Rows:
++++++++

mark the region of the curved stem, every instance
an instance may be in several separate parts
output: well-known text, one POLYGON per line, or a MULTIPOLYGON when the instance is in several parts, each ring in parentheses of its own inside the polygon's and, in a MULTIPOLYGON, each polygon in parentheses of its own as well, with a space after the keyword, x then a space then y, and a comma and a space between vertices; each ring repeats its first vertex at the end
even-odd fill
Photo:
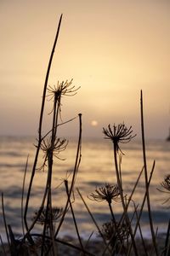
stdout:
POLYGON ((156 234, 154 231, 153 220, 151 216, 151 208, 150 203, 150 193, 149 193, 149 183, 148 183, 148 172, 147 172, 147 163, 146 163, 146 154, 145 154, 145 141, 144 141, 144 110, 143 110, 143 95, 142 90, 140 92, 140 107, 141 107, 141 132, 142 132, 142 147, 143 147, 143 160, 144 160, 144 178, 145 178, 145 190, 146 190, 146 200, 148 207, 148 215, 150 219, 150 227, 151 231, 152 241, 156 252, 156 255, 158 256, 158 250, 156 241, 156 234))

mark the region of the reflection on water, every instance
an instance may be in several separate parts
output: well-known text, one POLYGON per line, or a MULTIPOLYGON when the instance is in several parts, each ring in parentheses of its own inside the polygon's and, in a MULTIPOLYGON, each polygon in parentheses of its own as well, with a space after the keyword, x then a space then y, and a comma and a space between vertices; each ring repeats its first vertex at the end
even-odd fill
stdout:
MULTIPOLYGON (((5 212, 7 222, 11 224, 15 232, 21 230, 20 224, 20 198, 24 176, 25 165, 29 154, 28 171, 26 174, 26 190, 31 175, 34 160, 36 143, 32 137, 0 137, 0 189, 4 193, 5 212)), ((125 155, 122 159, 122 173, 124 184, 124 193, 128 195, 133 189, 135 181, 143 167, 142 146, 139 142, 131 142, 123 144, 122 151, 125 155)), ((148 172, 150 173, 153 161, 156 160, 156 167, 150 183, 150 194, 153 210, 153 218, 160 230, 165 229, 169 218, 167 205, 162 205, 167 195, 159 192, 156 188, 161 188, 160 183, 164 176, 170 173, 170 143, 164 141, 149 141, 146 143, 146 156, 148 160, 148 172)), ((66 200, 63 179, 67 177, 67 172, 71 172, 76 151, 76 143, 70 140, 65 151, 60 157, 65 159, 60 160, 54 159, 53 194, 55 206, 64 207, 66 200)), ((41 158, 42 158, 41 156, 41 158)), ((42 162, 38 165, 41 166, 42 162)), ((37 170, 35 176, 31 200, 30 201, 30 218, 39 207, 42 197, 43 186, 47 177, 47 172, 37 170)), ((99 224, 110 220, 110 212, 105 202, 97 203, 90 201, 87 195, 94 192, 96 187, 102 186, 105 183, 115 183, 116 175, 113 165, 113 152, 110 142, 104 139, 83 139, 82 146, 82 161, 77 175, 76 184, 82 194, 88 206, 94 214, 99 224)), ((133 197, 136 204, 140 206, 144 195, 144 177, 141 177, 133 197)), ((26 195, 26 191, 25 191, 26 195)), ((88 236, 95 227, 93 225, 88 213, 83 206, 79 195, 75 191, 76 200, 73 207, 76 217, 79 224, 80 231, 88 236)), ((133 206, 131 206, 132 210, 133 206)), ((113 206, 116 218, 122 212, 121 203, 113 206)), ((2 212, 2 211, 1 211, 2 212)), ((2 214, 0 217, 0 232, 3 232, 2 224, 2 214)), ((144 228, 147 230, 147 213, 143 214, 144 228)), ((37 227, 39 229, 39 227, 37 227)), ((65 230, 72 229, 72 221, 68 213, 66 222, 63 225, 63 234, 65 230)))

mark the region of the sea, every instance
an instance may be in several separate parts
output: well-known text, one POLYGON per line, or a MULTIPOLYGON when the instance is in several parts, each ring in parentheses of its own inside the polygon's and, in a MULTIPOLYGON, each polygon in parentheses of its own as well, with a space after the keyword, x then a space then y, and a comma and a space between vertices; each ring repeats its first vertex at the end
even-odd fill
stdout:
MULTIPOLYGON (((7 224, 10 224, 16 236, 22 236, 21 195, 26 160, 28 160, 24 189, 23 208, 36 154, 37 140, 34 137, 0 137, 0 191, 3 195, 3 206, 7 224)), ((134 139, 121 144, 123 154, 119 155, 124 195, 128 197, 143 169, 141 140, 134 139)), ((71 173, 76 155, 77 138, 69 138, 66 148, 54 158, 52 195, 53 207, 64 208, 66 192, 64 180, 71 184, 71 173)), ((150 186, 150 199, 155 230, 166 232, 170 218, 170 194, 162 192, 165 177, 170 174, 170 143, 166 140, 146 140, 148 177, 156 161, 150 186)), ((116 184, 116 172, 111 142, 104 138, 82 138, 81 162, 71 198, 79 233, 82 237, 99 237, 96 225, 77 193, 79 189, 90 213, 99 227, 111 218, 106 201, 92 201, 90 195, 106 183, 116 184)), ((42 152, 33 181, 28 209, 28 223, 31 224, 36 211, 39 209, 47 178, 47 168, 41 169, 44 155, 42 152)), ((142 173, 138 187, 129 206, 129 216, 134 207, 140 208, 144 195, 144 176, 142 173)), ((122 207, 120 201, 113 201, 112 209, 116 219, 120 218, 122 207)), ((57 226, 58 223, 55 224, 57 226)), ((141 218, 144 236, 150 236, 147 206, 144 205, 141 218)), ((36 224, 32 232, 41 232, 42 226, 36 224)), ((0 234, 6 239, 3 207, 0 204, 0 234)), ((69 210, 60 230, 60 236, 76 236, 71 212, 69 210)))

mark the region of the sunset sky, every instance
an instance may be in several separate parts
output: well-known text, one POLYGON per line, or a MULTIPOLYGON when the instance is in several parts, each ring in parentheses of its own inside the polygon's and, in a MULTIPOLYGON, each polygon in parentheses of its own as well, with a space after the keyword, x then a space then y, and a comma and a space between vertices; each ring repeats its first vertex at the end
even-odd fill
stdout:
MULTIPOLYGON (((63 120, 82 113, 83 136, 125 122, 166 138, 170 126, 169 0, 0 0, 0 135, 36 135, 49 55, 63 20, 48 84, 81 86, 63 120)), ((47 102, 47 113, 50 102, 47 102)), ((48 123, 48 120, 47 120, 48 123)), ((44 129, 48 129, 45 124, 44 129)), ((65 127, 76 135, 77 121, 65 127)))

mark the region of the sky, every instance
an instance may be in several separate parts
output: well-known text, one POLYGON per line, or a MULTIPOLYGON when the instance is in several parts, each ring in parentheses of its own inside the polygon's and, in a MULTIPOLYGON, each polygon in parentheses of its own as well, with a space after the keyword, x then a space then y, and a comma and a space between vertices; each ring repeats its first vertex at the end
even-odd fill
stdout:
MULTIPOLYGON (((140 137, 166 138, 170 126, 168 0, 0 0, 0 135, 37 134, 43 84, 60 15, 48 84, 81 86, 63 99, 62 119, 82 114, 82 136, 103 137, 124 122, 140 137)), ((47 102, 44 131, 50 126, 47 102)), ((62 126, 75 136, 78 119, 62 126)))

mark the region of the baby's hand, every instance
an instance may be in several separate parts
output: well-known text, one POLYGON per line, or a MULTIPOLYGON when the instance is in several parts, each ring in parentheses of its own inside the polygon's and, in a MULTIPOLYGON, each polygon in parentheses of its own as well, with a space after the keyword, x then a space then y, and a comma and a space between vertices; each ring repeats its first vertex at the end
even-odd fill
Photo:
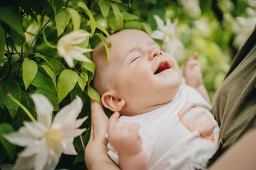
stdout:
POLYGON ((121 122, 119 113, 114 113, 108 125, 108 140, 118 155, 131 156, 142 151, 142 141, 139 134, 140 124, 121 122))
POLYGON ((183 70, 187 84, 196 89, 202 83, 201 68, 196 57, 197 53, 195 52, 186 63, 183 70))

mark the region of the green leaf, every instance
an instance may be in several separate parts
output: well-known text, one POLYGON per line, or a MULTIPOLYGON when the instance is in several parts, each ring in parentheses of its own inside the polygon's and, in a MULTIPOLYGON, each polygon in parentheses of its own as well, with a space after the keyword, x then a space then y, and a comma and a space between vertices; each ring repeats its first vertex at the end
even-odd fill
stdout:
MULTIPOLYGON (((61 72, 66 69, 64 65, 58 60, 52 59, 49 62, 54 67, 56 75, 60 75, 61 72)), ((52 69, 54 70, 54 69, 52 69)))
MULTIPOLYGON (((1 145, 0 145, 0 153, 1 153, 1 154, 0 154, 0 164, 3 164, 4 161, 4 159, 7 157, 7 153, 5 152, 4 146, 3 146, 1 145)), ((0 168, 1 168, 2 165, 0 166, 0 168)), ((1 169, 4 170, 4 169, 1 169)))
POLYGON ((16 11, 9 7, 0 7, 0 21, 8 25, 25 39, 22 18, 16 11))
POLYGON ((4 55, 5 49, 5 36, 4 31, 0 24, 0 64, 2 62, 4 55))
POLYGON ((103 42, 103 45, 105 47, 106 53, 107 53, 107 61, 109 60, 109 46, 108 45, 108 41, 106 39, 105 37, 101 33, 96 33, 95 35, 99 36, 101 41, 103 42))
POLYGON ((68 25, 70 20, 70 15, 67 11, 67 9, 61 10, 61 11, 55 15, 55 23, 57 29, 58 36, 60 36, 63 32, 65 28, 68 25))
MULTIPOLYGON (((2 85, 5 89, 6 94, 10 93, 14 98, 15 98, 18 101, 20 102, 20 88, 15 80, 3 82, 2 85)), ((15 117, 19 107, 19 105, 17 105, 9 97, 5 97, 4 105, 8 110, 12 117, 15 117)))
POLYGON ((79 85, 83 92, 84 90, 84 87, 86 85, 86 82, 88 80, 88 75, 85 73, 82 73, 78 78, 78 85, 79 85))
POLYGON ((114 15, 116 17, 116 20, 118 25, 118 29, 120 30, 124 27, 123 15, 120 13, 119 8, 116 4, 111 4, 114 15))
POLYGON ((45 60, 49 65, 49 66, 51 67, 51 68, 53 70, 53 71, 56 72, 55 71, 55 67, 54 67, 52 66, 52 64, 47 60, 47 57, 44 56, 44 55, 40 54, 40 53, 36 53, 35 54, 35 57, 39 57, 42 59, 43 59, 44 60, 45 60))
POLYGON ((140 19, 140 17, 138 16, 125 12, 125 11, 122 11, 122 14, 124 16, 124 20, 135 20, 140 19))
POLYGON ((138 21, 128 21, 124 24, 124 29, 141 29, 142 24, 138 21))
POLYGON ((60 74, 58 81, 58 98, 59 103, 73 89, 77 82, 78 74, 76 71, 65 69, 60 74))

++++++++

What is required: Pull out every line of the records that contains the word "region".

Written solution:
mark the region of the curved stem, every instance
mark the region of the reflection on water, every instance
mark the region of the sea, every instance
mark the region of the sunset sky, every instance
mark the region of the sky, every instance
mark the region of the baby's hand, every instance
mark the region of the green leaf, every instance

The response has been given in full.